● Document passage:
★ ★ ★
Heal with grief
At first this statement might sound weird. For me it took several years and several experiences with loss and grief to be able to realize that grief itself isn’t the problem. Grief is actually the solution and running away from it can cause more damage and can lead to further losses that are sometimes bigger than the primary one.
Still most of us tend to avoid going though the grieving process. There are several reasons for that. We can say that we weren’t taught by our parents or relatives how to handle grief. Certainly there is something in it however I don’t think we can blame anyone for not dealing with our emotions after the loss occurred. I find that avoiding grief is more our choice.
The most obvious reason for lack of grief is that the loss hasn’t been acknowledged. I wouldn’t go further into this as I assume that it doesn’t apply for those who are visiting my website.
Grief is very painful, sometimes extremely painful. It requires a lot of energy to process all of the emotions. If we were honest with ourselves, this is something that we would like to avoid at all cost. When we grieve, we often have intense and enduring feelings of disbelief, shock, despair, sadness, and guilt that can be hard to deal with. Often we feel relieved and liberated that can cause even more confusion. These feelings are normal and there is nothing to be ashamed about. Experiencing them are the necessary part of the healing process. So we can unblock energies, ease the pain and move on with our life.
★ ★ ★
● Stored data:
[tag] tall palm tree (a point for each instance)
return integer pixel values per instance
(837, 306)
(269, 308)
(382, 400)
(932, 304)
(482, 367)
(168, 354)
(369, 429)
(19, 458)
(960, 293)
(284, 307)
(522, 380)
★ ★ ★
● About this task:
Copy the grief text word for word, from "Grief is very" up to and including "with our life.". Rely only on the text about healing with grief.

● Result of this task:
Grief is very painful, sometimes extremely painful. It requires a lot of energy to process all of the emotions. If we were honest with ourselves, this is something that we would like to avoid at all cost. When we grieve, we often have intense and enduring feelings of disbelief, shock, despair, sadness, and guilt that can be hard to deal with. Often we feel relieved and liberated that can cause even more confusion. These feelings are normal and there is nothing to be ashamed about. Experiencing them are the necessary part of the healing process. So we can unblock energies, ease the pain and move on with our life.